Guys I hunt with don't limit because there's always a chance to bring birds to the pan. Geese don't seem to favour refuges as protection, mostly keeping to their old feeding patterns. The Tragedy of the Commons would be on my mind if sanctuaries were opened with no rest anywhere for the birds.

What am I missing? (I don't know if it has anything to do with it: I've seen game wardens and conservation officers on sidewalks and going about in trucks and vans but never while waterfowling anywhere. That shoots down my Tragedy concerns but whatever is going on it seems to work: lots of birds.)
King, not so much with ducks but any refuge of any sort I see in the fall is thick and by that I mean in the 1000's and 10's of 1000's with Canadas. And they know the difference to a T. This field they are in, that one they are not.

But that's really beside the point. What I support is science based retention of wetlands, few to none waterfowl "refuges" (I'm separating out from that places like national parks you can't hunt anything in) and bag limits that represent a harvest-able total.

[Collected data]
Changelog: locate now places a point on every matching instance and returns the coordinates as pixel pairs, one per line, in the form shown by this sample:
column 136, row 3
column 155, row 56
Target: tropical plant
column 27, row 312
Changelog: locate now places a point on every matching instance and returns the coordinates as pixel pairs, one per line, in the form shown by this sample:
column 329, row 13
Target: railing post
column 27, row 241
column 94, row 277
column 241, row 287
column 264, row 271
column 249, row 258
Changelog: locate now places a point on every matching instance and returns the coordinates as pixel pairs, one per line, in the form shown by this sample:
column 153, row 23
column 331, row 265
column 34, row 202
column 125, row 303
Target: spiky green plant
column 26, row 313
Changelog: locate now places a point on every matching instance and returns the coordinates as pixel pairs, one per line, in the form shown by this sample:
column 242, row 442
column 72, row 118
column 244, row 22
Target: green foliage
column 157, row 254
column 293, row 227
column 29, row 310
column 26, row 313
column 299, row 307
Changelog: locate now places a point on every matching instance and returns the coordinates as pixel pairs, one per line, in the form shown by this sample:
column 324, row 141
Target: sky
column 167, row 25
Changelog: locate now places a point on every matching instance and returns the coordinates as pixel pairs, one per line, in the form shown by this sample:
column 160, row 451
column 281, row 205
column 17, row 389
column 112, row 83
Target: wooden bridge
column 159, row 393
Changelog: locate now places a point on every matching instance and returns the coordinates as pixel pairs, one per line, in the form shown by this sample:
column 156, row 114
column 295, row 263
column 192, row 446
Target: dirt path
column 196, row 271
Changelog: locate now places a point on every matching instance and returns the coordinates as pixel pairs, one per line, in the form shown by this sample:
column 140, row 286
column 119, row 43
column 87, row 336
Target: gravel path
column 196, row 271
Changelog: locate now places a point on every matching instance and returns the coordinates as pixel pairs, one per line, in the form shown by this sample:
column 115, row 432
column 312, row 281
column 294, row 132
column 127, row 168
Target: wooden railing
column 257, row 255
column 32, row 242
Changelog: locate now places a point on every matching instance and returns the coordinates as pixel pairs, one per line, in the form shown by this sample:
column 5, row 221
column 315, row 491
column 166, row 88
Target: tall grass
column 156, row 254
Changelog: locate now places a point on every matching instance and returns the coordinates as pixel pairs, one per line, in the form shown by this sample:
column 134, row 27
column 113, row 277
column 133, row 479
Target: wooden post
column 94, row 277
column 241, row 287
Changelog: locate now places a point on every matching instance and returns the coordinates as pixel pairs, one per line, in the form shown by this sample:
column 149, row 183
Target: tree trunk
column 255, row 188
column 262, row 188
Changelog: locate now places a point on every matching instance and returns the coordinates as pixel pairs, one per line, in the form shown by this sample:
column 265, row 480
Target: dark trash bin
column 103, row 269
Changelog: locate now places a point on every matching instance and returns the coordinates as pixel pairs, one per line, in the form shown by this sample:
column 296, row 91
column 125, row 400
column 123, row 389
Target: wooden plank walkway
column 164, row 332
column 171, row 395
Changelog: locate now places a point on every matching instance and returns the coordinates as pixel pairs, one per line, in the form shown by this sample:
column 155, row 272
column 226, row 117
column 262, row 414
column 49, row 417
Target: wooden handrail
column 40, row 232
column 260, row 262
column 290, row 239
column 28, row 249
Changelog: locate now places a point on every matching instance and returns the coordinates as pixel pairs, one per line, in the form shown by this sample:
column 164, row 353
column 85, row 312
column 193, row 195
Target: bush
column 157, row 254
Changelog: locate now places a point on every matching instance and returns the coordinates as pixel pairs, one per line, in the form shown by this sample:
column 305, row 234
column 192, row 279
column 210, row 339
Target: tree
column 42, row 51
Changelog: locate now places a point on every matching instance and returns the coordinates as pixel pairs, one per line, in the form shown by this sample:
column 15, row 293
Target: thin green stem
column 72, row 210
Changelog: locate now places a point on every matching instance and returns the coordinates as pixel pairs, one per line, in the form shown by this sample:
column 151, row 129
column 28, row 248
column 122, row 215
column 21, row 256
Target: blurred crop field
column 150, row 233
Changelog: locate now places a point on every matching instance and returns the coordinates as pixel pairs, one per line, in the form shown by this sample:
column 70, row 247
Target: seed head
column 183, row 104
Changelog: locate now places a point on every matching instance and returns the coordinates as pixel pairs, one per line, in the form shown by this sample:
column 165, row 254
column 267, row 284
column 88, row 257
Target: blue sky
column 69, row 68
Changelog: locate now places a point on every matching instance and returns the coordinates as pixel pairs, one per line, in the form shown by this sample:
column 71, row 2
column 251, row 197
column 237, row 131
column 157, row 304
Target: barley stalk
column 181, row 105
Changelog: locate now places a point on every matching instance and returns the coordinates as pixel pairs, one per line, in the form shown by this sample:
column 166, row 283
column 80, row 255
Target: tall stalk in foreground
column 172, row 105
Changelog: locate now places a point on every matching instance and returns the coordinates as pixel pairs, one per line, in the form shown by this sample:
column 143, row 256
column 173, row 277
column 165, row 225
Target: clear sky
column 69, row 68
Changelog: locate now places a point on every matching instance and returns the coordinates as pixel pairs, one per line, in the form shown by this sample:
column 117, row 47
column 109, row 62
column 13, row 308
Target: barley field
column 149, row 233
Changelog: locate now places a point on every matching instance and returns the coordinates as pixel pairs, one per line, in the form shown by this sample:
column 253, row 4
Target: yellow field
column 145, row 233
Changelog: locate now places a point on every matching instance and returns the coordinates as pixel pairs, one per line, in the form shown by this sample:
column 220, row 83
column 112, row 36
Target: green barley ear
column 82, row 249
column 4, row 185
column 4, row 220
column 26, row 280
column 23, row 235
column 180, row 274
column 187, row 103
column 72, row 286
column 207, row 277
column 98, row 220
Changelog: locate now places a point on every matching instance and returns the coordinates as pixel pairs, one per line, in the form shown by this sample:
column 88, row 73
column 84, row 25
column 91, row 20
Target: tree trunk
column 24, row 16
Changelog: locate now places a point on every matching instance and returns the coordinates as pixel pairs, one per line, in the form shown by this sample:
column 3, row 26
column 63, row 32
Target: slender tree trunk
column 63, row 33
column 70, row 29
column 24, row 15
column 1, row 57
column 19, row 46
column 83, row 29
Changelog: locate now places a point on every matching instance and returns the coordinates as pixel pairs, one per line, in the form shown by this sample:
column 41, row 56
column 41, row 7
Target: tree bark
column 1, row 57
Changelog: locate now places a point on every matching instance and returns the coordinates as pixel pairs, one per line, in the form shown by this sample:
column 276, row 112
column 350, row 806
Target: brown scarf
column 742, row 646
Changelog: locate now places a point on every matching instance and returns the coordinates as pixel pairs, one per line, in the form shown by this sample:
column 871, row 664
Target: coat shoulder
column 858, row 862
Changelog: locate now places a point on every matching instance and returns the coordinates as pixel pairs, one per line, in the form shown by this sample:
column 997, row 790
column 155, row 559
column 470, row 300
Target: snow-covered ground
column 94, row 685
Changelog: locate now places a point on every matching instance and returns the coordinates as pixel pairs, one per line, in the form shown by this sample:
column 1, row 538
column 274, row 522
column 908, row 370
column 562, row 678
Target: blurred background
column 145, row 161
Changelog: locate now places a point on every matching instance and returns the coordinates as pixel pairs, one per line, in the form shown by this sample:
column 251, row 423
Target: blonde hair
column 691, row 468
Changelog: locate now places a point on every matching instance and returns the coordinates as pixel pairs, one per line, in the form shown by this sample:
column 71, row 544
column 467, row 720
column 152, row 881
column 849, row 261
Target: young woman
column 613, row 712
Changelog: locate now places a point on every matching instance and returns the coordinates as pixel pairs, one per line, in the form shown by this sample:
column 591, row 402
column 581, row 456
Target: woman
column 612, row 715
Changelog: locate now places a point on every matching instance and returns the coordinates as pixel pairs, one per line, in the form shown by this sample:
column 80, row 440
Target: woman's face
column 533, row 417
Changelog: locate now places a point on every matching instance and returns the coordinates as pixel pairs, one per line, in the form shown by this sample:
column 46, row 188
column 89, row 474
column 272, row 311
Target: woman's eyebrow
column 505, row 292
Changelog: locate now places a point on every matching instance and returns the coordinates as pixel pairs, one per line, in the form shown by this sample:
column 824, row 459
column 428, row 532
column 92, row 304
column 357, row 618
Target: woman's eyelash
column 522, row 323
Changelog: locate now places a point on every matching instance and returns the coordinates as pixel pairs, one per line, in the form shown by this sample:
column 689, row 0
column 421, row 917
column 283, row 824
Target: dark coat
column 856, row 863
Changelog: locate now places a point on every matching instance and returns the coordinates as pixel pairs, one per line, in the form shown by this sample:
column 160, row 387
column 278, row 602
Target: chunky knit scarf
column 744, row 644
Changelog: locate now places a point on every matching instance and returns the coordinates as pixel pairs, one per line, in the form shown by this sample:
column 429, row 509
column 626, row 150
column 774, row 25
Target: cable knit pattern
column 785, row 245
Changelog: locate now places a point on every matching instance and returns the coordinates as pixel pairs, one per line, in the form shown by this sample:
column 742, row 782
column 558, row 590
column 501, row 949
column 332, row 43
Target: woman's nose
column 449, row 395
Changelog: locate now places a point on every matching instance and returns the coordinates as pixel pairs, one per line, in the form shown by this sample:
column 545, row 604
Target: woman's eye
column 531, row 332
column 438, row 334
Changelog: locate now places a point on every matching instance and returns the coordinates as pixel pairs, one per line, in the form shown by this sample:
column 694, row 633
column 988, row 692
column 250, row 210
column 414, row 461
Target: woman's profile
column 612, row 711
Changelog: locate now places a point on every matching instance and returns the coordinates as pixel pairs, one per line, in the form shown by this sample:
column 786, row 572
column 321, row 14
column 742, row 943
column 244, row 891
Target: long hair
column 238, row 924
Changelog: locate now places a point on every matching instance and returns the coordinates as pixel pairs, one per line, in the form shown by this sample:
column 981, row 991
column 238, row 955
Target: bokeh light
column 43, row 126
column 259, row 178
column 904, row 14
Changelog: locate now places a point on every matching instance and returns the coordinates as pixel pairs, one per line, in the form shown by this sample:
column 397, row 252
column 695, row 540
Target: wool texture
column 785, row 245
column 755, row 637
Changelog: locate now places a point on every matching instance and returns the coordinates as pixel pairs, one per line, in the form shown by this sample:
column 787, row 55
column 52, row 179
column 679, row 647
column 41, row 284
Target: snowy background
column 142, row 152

*Exercise task 1*
According to the waterfowl hunting post, what do geese mostly keep to instead of favoring refuges for protection?
*Exercise task 2*
Echo everything in the waterfowl hunting post from "Guys I hunt" down to "they are not.", word for word.

*Correct output 1*
Geese mostly keep to their old feeding patterns.

*Correct output 2*
Guys I hunt with don't limit because there's always a chance to bring birds to the pan. Geese don't seem to favour refuges as protection, mostly keeping to their old feeding patterns. The Tragedy of the Commons would be on my mind if sanctuaries were opened with no rest anywhere for the birds.

What am I missing? (I don't know if it has anything to do with it: I've seen game wardens and conservation officers on sidewalks and going about in trucks and vans but never while waterfowling anywhere. That shoots down my Tragedy concerns but whatever is going on it seems to work: lots of birds.)
King, not so much with ducks but any refuge of any sort I see in the fall is thick and by that I mean in the 1000's and 10's of 1000's with Canadas. And they know the difference to a T. This field they are in, that one they are not.